Texte source
• • • • •
On pénétrait dans le parvis des Gentils par un certain nombre de portes. Du côté de l'Ouest était la porte de Suse, elle s'ouvrait sur le mont des Oliviers ; il y avait, en outre, deux entrées au midi, quatre à l'Occident et une au Nord ; mais on ne se servait pas de celle-ci. Le voisinage de la Tour Antonia était peut-être le motif de cette exclusion. Les portes du Temple formaient comme celles de la ville un passage profond et couvert avec deux battants à chaque extrémité et au-dessus une chambre ou tour destinée à en défendre l'accès. Ces tours eurent une grande importance à la fin du siège de Jérusalem quand les derniers combattants s'y réfugièrent pour empêcher l'envahissement du Sanctuaire.

A l'intérieur du parvis et le long des murs régnaient des portiques. C'étaient des abris contre la pluie et le soleil, des promenoirs retentissant tout le jour de la voix aigre des Scribes, des discussions ardentes des Pharisiens, des moqueries insultantes des Saducéens. Le portique qui longeait le mur oriental des deux cotés de la porte de Suse s'appelait portique de Salomon. Celui qui longeait le mur du Midi était le portique royal (στοά βασιλική). Il était triple, dit Josèphe[19], c'est-à-dire qu'il était composé de quatre rangées de colonnes formant trois allées. Celui de Salomon n'avait que trois rangées de colonnes, et par suite deux allées seulement. Les toits de ces galeries étaient de bois de cèdre sculpté ; les colonnes avaient vingt-cinq coudées (11m25) de hauteur, et la largeur de l'espace couvert était de trente coudées (13m 50). Les piliers étaient formés d'un seul bloc de marbre blanc, et le sol était pavé de pierres de différentes couleurs[20]. Du portique de Salomon[21] on découvrait toute la vallée de Cédron ; et, en face de lui, le spectateur avait les tombeaux des prophètes[22] bâtis sur la pente de la colline des Oliviers.

La cour des Gentils, appelée cour commune par les Juifs, était ouverte à tout le monde. Les païens, hommes ou femmes, y circulaient librement[23] ainsi que les excommuniés, les hérétiques, les personnes dans le deuil, et ceux qui avaient contracté des impuretés[24].
• • • • •
Données fournies
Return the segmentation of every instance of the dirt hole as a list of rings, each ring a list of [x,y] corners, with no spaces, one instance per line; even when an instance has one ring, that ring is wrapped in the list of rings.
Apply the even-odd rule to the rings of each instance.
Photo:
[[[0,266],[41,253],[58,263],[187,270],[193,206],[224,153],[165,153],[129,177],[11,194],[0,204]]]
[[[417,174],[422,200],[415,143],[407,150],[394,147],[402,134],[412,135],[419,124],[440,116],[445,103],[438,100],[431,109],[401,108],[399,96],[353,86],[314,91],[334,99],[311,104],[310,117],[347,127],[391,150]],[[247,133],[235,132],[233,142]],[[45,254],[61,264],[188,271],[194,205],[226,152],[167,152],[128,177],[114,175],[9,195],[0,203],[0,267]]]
• • • • •
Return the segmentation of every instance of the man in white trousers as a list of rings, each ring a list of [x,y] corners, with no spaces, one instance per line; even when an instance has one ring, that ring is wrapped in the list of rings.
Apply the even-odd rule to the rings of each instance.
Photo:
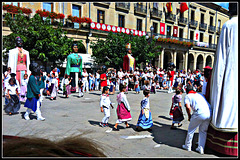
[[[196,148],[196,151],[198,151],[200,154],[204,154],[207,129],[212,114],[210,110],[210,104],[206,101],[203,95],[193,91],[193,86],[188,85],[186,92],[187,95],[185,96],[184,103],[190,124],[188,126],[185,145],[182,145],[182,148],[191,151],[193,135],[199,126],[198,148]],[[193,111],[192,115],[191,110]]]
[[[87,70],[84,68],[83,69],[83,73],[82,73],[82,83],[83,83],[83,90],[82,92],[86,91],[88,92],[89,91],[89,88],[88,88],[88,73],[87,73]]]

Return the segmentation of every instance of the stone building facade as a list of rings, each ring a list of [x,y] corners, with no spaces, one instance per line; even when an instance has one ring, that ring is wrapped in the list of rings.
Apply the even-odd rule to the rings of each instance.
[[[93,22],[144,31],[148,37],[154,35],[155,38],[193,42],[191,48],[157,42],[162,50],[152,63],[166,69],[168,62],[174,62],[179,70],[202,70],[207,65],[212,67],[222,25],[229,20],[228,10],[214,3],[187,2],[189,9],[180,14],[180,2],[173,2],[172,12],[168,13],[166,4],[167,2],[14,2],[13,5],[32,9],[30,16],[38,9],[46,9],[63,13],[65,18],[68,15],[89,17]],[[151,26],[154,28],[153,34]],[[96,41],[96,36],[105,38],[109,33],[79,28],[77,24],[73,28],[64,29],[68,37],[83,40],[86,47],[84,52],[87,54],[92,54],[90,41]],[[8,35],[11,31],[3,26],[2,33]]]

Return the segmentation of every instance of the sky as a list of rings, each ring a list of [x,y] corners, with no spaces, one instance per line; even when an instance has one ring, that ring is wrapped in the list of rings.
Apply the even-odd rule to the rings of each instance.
• • • • •
Consignes
(a) Pour chacune des affirmations suivantes, dites si elle est conforme au texte sur le Temple, en répondant par oui ou non et en citant les mots du texte qui le montrent.
(i) La porte de Suse s'ouvrait sur le mont des Oliviers.
(ii) On se servait souvent de l'entrée du Nord.
(iii) Le portique de Salomon avait quatre rangées de colonnes.
(b) Modifiez tout le passage du texte sur le Temple qui va de « On pénétrait dans » jusqu'à « l'envahissement du Sanctuaire. », en remplaçant « portes » par « issues ».
(c) Poursuivez le texte sur le Temple après sa dernière phrase.

Réponses
(a)
(i) Oui : « Du côté de l'Ouest était la porte de Suse, elle s'ouvrait sur le mont des Oliviers ».
(ii) Non : « une au Nord ; mais on ne se servait pas de celle-ci ».
(iii) Non : « Celui de Salomon n'avait que trois rangées de colonnes ».

(b)
On pénétrait dans le parvis des Gentils par un certain nombre de issues. Du côté de l'Ouest était la porte de Suse, elle s'ouvrait sur le mont des Oliviers ; il y avait, en outre, deux entrées au midi, quatre à l'Occident et une au Nord ; mais on ne se servait pas de celle-ci. Le voisinage de la Tour Antonia était peut-être le motif de cette exclusion. Les issues du Temple formaient comme celles de la ville un passage profond et couvert avec deux battants à chaque extrémité et au-dessus une chambre ou tour destinée à en défendre l'accès. Ces tours eurent une grande importance à la fin du siège de Jérusalem quand les derniers combattants s'y réfugièrent pour empêcher l'envahissement du Sanctuaire.

(c)
Josèphe l'appelle le Temple extérieur. C'était une place publique, un forum, un bazar, les marchands de bestiaux s'y installaient dès le matin, et les changeurs y dressaient leurs petites tables, offrant la monnaie sacrée contre la monnaie romaine ; la foule allait et venait ; on vendait des tourterelles prises sur les cèdres de Hanan[25] aux femmes relevées de couches et des passereaux aux lépreux[26] ; on leur en donnait cinq pour deux pites[27]. A certains jours il y avait affluence de pèlerins venus de Galilée ou d'ailleurs. On discutait, on argumentait, on se disputait ; l'édification et le recueillement étaient totalement absents et le désordre d'une mosquée musulmane peut seul donner une idée de l'aspect ordinaire de la cour des Gentils.

Cependant il y avait certains règlements à observer et tout Juif, tout zélateur de la Loi pouvait prendre l'initiative de leur observation. Les vendeurs et les changeurs devaient s'établir non dans la cour, mais hors de l'enceinte, près des portes. Leur présence à l'intérieur du parvis, tolérée depuis longtemps, était un pur abus. Jésus chercha un jour à y mettre fin en chassant impitoyablement tous les marchands. Il est probable que plus d'un Pharisien l'approuva en secret. Il alla plus loin : Il ne laissa personne transporter aucun objet à travers le Temple[28]. Il ne faisait que suivre les prescriptions des rabbins. Quel est le respect que l'on doit au Temple ? disent les Talmuds[29], c'est que personne ne vienne dans la cour des païens avec son bâton, avec ses chaussures, avec sa bourse, avec de la poussière aux pieds, et qu'il ne s'en serve pas comme de chemin en la traversant, et qu'il n'en fasse pas un endroit où il crache à terre.

L'intérieur de la cour des païens avait été nivelé, comme du reste le sol de tous les parvis. On marchait de plain-pied dans toutes les cours, et les escaliers qui conduisaient de l'une dans l'autre se trouvaient aux portes.

 

LA COUR DES FEMMES.

(Azarath Naschim)

 

Pénétrons maintenant dans la partie du Temple qui n'était accessible qu'aux Juifs.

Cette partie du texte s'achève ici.